The required output is the exact sequence of lines from the line holding "Keypoint placement for each instance of the window: set" to the end of the records, inclusive.
⟨
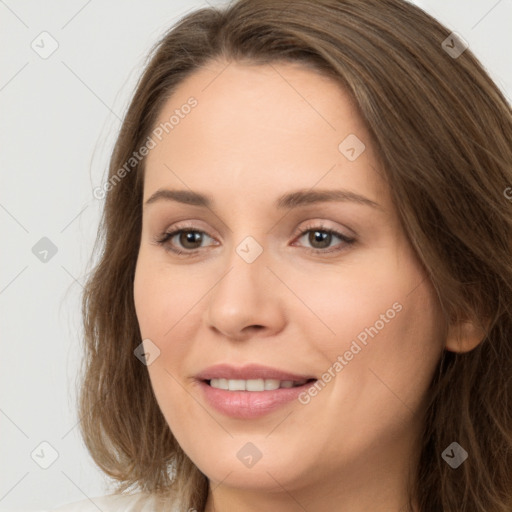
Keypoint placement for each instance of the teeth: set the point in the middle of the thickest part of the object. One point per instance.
(254, 384)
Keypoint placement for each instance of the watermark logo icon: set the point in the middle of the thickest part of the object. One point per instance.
(249, 249)
(44, 45)
(147, 352)
(44, 455)
(454, 45)
(454, 455)
(249, 455)
(351, 147)
(44, 250)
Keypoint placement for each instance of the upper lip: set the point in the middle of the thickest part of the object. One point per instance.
(250, 371)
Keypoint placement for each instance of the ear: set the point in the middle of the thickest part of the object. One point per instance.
(466, 335)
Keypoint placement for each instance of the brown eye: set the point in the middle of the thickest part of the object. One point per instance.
(187, 239)
(322, 238)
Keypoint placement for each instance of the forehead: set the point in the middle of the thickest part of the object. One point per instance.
(253, 125)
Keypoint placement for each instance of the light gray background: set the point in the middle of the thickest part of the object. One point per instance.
(59, 119)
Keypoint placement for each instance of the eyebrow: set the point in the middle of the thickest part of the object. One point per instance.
(287, 201)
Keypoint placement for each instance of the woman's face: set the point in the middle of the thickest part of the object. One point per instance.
(282, 156)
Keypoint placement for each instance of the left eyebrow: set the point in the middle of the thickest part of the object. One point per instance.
(287, 201)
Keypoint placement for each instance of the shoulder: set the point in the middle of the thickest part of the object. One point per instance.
(138, 502)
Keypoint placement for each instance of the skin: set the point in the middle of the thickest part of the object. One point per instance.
(260, 131)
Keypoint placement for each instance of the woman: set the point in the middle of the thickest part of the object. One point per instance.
(303, 300)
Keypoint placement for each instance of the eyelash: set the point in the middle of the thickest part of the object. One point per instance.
(164, 237)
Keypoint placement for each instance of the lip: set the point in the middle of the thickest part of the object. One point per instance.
(250, 371)
(249, 404)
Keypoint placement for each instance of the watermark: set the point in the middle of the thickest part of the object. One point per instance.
(342, 360)
(149, 144)
(454, 455)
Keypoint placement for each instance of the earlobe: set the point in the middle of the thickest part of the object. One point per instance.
(465, 336)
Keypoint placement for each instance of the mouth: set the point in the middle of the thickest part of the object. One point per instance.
(250, 391)
(255, 385)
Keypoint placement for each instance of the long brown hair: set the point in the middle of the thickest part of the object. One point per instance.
(443, 131)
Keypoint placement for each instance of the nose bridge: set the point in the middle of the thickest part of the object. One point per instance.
(244, 296)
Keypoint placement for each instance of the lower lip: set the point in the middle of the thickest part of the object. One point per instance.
(250, 404)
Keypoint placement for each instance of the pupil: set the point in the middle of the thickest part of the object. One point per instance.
(190, 237)
(319, 236)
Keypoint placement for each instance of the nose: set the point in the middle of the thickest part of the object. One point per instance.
(246, 300)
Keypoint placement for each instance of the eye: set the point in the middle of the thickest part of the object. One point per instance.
(187, 237)
(321, 237)
(188, 240)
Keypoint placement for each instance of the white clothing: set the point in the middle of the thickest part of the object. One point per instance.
(137, 502)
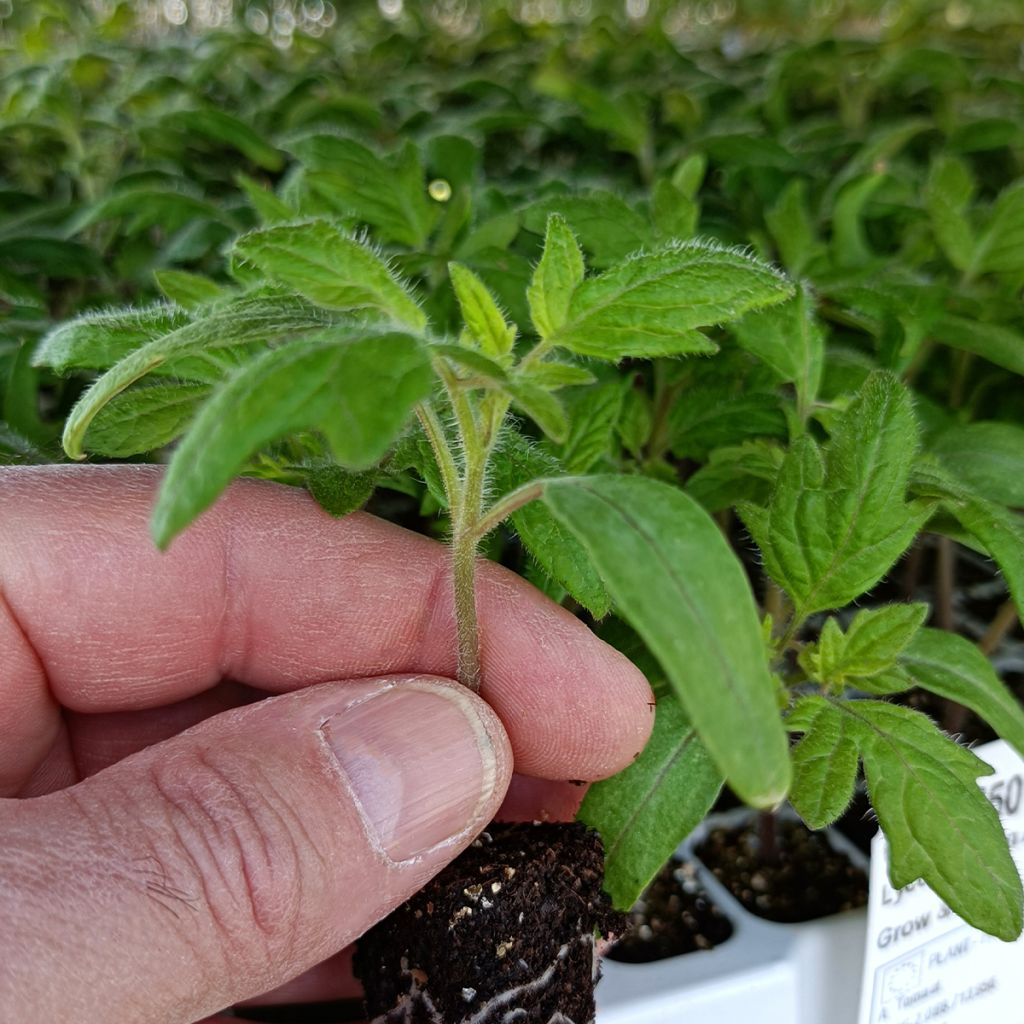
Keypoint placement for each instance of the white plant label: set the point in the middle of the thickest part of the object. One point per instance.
(924, 965)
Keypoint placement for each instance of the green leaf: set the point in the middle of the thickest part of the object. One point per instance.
(96, 341)
(593, 417)
(953, 668)
(221, 127)
(651, 304)
(144, 419)
(472, 361)
(604, 225)
(792, 227)
(339, 492)
(271, 210)
(542, 407)
(674, 578)
(987, 457)
(824, 762)
(689, 174)
(187, 290)
(999, 530)
(636, 422)
(358, 392)
(674, 214)
(644, 812)
(255, 317)
(389, 196)
(555, 549)
(733, 474)
(552, 374)
(938, 822)
(1000, 246)
(948, 192)
(869, 645)
(790, 340)
(999, 344)
(555, 279)
(331, 269)
(850, 246)
(142, 209)
(837, 521)
(708, 418)
(483, 320)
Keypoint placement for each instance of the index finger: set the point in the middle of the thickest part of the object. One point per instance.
(268, 590)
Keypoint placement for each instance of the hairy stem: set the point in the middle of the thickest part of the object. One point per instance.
(442, 455)
(512, 502)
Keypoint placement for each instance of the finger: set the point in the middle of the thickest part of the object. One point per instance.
(107, 737)
(216, 865)
(268, 590)
(541, 800)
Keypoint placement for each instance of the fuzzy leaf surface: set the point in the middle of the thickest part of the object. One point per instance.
(652, 303)
(824, 762)
(604, 225)
(256, 317)
(999, 530)
(988, 457)
(144, 419)
(593, 416)
(390, 196)
(480, 313)
(644, 812)
(870, 644)
(938, 822)
(1000, 247)
(674, 578)
(339, 492)
(96, 341)
(788, 339)
(948, 192)
(555, 279)
(953, 668)
(329, 268)
(358, 392)
(995, 342)
(838, 519)
(187, 290)
(555, 549)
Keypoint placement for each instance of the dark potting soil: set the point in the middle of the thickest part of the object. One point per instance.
(505, 933)
(673, 916)
(804, 879)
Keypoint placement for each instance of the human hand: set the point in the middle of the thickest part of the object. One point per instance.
(181, 840)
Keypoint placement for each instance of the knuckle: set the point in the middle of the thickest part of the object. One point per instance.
(235, 845)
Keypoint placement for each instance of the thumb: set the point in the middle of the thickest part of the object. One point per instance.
(220, 863)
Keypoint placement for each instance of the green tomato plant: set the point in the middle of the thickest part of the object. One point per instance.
(486, 293)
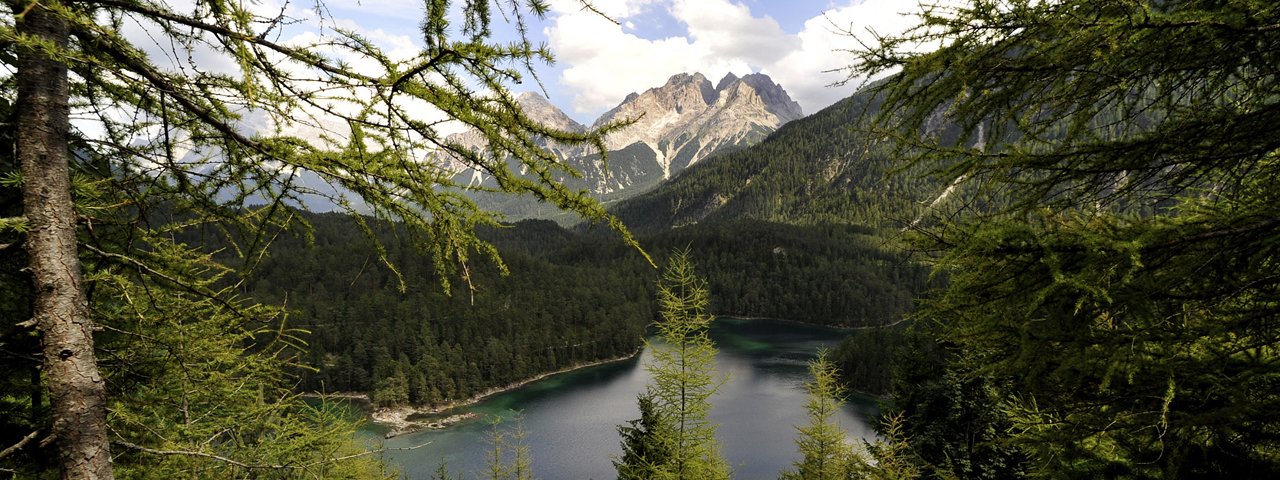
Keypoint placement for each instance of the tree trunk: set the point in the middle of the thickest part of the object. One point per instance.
(76, 387)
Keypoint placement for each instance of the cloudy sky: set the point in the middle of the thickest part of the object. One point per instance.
(600, 62)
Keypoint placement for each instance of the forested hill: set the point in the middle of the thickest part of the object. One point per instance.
(817, 169)
(570, 298)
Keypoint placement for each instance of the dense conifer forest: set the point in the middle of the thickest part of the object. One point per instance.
(570, 298)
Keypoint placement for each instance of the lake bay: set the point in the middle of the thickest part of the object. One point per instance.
(571, 419)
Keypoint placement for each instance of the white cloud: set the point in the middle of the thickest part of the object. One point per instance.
(604, 62)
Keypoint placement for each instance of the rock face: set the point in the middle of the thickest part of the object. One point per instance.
(688, 119)
(676, 126)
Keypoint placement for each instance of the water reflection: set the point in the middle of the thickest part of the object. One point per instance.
(571, 419)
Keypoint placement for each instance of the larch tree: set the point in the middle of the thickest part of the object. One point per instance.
(1112, 243)
(181, 144)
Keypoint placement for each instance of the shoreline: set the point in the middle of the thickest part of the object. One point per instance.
(398, 417)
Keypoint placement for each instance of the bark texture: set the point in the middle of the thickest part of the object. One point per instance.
(76, 387)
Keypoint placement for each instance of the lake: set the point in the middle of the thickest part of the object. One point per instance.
(571, 419)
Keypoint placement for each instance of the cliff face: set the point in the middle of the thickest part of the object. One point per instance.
(675, 126)
(686, 119)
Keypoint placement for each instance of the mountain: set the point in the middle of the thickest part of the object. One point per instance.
(675, 126)
(818, 169)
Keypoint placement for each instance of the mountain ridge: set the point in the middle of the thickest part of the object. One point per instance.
(673, 127)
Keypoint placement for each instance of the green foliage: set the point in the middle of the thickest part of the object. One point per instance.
(951, 416)
(424, 347)
(684, 379)
(826, 274)
(865, 359)
(197, 382)
(199, 378)
(823, 451)
(508, 453)
(1111, 270)
(643, 447)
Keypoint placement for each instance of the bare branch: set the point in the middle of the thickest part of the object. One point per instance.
(19, 444)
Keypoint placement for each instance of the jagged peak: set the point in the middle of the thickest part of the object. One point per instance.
(725, 82)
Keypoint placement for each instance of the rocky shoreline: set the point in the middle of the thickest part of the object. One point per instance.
(398, 417)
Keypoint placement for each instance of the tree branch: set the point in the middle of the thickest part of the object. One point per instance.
(19, 444)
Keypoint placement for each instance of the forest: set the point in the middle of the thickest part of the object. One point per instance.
(1066, 210)
(425, 347)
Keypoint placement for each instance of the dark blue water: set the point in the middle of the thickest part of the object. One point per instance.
(571, 419)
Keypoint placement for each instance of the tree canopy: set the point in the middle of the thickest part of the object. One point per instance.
(1112, 237)
(187, 114)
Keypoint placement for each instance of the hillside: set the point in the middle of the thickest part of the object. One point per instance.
(813, 170)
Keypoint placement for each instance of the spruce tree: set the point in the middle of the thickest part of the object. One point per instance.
(643, 448)
(1114, 225)
(177, 144)
(823, 451)
(680, 439)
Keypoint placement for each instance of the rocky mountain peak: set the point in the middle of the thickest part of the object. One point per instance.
(673, 126)
(728, 78)
(538, 108)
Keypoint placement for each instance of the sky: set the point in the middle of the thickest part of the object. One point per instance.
(599, 62)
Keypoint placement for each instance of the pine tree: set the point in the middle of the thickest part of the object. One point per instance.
(684, 380)
(641, 443)
(149, 108)
(1114, 227)
(823, 451)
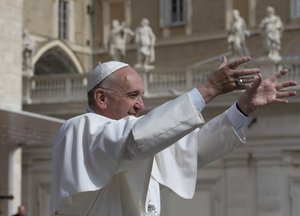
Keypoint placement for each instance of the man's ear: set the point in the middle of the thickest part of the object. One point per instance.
(99, 98)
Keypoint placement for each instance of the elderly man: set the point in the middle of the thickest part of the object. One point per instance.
(110, 162)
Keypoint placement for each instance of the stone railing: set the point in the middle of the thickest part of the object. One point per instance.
(72, 87)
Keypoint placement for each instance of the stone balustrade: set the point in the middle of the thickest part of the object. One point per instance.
(72, 87)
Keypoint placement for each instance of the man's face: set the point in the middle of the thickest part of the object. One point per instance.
(125, 98)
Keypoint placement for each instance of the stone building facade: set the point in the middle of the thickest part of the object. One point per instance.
(70, 37)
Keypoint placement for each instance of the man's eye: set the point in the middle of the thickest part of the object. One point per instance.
(133, 95)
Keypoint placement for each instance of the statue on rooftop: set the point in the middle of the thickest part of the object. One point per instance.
(272, 29)
(237, 35)
(118, 39)
(145, 40)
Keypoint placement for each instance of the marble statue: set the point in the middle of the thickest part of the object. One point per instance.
(237, 35)
(272, 29)
(118, 39)
(28, 50)
(145, 40)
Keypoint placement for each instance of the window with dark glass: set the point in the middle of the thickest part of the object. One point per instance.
(172, 12)
(295, 8)
(63, 19)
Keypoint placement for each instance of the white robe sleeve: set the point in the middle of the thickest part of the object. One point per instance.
(91, 149)
(176, 166)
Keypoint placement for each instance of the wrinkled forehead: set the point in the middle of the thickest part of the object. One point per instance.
(127, 77)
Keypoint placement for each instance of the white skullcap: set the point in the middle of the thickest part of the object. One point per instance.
(102, 71)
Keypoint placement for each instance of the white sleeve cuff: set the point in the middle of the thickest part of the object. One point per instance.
(236, 118)
(197, 99)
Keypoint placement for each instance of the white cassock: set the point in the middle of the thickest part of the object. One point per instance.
(108, 167)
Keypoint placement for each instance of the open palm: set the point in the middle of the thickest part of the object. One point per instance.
(265, 92)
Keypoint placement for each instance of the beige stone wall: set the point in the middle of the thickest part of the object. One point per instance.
(38, 17)
(10, 55)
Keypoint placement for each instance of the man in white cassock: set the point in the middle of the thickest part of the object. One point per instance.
(110, 162)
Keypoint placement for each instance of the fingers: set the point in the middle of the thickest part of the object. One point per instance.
(279, 74)
(246, 72)
(285, 94)
(285, 85)
(238, 62)
(223, 62)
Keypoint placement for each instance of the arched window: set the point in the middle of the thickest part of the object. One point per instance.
(54, 61)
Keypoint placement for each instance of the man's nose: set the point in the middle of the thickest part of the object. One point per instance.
(139, 105)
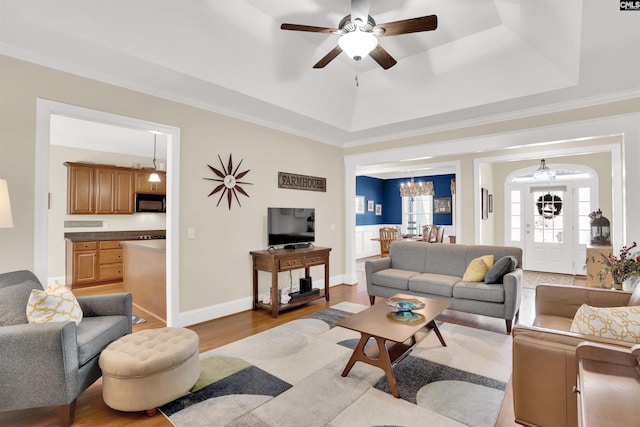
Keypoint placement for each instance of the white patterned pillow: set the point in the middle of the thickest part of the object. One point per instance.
(618, 323)
(55, 304)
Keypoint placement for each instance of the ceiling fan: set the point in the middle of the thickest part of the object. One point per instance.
(359, 34)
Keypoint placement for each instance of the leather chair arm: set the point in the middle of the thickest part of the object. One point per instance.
(558, 300)
(39, 364)
(544, 366)
(607, 353)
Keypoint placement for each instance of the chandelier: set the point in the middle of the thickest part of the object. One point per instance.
(413, 189)
(543, 172)
(154, 177)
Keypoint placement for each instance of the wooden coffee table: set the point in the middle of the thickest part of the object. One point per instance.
(395, 338)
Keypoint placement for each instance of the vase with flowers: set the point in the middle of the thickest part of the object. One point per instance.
(624, 267)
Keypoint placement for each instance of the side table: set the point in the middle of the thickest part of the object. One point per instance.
(277, 260)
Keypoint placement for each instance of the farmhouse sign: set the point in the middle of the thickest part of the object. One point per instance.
(301, 182)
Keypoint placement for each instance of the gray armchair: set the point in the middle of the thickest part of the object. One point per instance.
(50, 364)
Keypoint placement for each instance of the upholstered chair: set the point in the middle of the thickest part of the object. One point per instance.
(544, 354)
(50, 364)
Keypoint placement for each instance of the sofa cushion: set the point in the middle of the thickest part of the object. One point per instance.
(408, 256)
(503, 266)
(436, 284)
(54, 304)
(393, 278)
(449, 260)
(95, 333)
(619, 323)
(477, 269)
(13, 302)
(635, 296)
(479, 291)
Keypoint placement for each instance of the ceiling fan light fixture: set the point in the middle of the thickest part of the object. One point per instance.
(357, 44)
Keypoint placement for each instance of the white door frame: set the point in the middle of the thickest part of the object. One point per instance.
(44, 109)
(578, 249)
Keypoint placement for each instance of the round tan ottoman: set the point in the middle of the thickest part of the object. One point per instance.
(149, 368)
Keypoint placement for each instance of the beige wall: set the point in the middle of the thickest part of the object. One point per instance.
(215, 267)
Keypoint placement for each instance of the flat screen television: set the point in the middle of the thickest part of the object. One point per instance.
(290, 226)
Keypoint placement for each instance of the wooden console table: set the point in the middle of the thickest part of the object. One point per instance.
(278, 260)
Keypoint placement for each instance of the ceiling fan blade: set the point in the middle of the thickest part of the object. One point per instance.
(381, 56)
(413, 25)
(308, 28)
(360, 10)
(328, 57)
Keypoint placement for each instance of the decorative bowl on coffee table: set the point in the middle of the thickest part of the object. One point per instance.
(404, 309)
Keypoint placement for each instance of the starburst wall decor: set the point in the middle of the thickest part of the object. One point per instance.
(230, 179)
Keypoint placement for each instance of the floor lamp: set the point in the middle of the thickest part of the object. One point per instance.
(6, 220)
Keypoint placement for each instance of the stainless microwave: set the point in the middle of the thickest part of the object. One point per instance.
(150, 202)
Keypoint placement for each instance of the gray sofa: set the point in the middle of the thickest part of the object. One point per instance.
(50, 364)
(436, 270)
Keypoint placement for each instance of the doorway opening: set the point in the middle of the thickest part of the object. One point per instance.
(45, 109)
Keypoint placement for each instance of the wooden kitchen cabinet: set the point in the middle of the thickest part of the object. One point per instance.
(144, 186)
(99, 189)
(82, 262)
(93, 262)
(114, 191)
(110, 261)
(80, 189)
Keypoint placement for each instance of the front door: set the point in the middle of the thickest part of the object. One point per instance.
(549, 229)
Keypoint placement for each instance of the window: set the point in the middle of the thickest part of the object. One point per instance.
(416, 212)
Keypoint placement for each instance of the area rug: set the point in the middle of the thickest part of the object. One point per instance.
(291, 376)
(535, 278)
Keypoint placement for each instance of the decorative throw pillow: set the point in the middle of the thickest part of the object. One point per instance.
(477, 269)
(55, 304)
(503, 266)
(618, 323)
(12, 302)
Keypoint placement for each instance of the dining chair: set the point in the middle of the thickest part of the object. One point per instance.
(387, 235)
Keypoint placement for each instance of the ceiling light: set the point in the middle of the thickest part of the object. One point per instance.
(357, 44)
(413, 189)
(543, 172)
(154, 177)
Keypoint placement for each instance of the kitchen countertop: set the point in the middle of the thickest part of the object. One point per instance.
(110, 235)
(151, 245)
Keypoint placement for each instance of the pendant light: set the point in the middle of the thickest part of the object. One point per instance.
(154, 177)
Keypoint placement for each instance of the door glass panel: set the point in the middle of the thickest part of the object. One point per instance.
(516, 217)
(584, 209)
(548, 220)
⟩
▸ Task result:
Keypoint placement for each instance of the window: set the point in the middle of the thickest part of the object. One point per instance.
(416, 212)
Keypoint placement for each instance of the area rug: set the point in the middle of the thickest part of the object. One point per instance.
(291, 376)
(535, 278)
Keypoint placement for each instance of the decorative throw pillow: set the point in the middle of the thickest part of the object. One point per instance.
(477, 269)
(55, 304)
(503, 266)
(618, 323)
(12, 302)
Keypoint placement for each instance of the dining chair: set the point in the middle of the thickest part of the object. One point per instance.
(387, 235)
Keypoint placement for each instance of the ceiling light: set the point in the middle of the thickest part of the object. One point per instance.
(357, 44)
(413, 189)
(543, 172)
(154, 177)
Keypoint placement for each instance of the kitchen countertop: set the point in the middle of the thickest part of the object. One point per instance.
(110, 235)
(151, 245)
Keypoint placement for each instance of the pendant light: set the point in the middle of the thickest part of the object. One point per instance.
(154, 177)
Keypoint placement for each instance of the door glass panel: set the point in the middle of the thickest part of the object. One point per instance.
(516, 217)
(584, 209)
(548, 220)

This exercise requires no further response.